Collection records
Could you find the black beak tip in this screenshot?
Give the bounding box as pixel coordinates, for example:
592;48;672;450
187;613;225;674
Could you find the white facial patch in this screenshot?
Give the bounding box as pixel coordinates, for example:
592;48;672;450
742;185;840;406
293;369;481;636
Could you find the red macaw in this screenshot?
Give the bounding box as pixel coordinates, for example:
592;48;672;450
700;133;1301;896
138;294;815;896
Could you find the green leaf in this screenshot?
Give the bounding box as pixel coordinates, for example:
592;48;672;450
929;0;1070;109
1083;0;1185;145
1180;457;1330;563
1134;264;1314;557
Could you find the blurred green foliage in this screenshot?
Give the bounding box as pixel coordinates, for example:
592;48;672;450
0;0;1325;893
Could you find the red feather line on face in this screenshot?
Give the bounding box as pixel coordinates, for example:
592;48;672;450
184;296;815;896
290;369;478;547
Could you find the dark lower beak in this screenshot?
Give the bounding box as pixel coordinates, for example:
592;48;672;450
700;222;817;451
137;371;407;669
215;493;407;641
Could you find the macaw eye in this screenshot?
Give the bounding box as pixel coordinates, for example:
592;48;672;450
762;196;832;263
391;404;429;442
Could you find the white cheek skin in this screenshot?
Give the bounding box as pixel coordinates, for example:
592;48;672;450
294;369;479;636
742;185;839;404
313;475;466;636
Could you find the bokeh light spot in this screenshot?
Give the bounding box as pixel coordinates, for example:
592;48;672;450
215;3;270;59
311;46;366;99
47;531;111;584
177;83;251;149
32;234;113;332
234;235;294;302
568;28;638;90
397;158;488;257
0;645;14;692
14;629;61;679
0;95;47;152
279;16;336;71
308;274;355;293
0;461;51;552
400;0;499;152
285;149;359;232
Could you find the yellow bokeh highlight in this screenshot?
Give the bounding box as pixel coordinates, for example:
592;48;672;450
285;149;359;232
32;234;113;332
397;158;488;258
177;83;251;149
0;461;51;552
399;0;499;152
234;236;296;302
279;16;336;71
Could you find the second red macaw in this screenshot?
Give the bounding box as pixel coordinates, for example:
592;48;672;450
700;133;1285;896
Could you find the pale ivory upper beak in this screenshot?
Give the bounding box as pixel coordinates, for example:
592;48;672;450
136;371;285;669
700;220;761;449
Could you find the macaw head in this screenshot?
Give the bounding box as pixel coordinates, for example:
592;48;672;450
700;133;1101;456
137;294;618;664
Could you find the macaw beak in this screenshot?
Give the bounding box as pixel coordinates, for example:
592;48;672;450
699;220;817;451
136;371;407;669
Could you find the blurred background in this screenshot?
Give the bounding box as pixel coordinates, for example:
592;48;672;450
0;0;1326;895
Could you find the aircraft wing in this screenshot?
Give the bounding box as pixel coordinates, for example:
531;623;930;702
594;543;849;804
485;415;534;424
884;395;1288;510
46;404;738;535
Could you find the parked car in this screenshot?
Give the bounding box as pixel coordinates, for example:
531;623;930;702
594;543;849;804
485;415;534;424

### [Stated goal]
Change every "screenshot" in the records to "image" and leave all other text as it is.

### [Reply to the task]
Could you find the black beak tip in this image?
Give the bounding box as pixel coordinates, for example:
592;48;672;450
187;613;225;674
Could you find the white facial patch in this image?
Give the bounding box as pixel coordinates, for example:
592;48;672;450
742;185;840;406
293;369;481;636
Could you find the red macaw in this image?
Give the bounding box as pixel coordinates, for example:
592;48;672;450
700;133;1301;896
138;294;815;896
Could you find the green leaf in this image?
Give the bounding box as pixel coordinates, for example:
592;48;672;450
929;0;1070;109
1083;0;1185;145
1180;457;1330;563
1134;264;1314;557
Could you find the blurred green foliage in this image?
Give the bounding box as pixel coordinates, for example:
592;48;672;450
0;0;1325;893
Could you find the red feather line on face in this image?
Give the bounding box as pixel coordinates, for example:
592;48;672;450
184;296;815;896
290;369;478;547
Could you find the dark lower beak in this image?
Give the bounding box as pixel coordinates, for example:
592;48;672;450
700;222;817;451
137;371;407;669
215;493;407;641
Could you find the macaw eye in this image?
Give the bounding box as pixel coordinates, for example:
592;48;672;450
762;196;832;263
391;404;429;442
Could you find the white cheek skin in this image?
Give the bounding box as pixel coordinates, for example:
592;48;672;450
294;369;479;636
742;185;839;404
313;475;466;636
Could you find the bokeh light spot in this image?
Give the bounding box as pixel coordinates, for example:
592;48;672;450
215;3;270;59
311;46;366;99
47;531;111;584
177;83;251;149
32;234;113;332
234;235;294;302
568;28;638;90
397;158;488;257
0;645;14;692
14;629;61;679
0;95;47;152
279;16;336;71
308;274;355;293
0;461;51;552
400;0;499;152
285;149;359;232
Could you find the yellow bokeh highlight in this image?
Give the bounding box as pixel coordinates, for example:
592;48;672;450
285;149;359;232
32;234;113;332
397;158;488;258
177;83;251;149
0;461;51;552
399;0;499;152
234;236;296;302
279;16;336;71
Could you find the second red macaw in this image?
Give the bounding box as pixel coordinates, for example:
592;48;672;450
700;133;1285;896
Could you find the pale ivory upper beak in this image?
Give the bounding box as pixel coordinates, for example:
592;48;672;450
136;371;285;669
700;220;761;449
Could you find the macaw head in this image?
Give the bounding box as pixel coordinates, for example:
592;48;672;450
700;133;1101;456
137;294;618;664
Could you find the macaw beak in this image?
Give the bounding box as pixel coordinates, for example:
592;48;672;450
699;220;817;451
136;371;407;669
Could you find the blurred background in this image?
Give the bounding box as pixel coordinates, for example:
592;48;672;450
0;0;1326;895
Could you find the aircraft wing in this image?
Give the bounding box as pixel coordinates, for example:
531;623;930;702
594;543;849;804
485;415;534;424
884;395;1288;510
46;404;738;535
Could you find the parked car in this image?
Give the bounding box as pixel coordinates, for example:
531;623;930;702
594;543;849;804
485;415;534;424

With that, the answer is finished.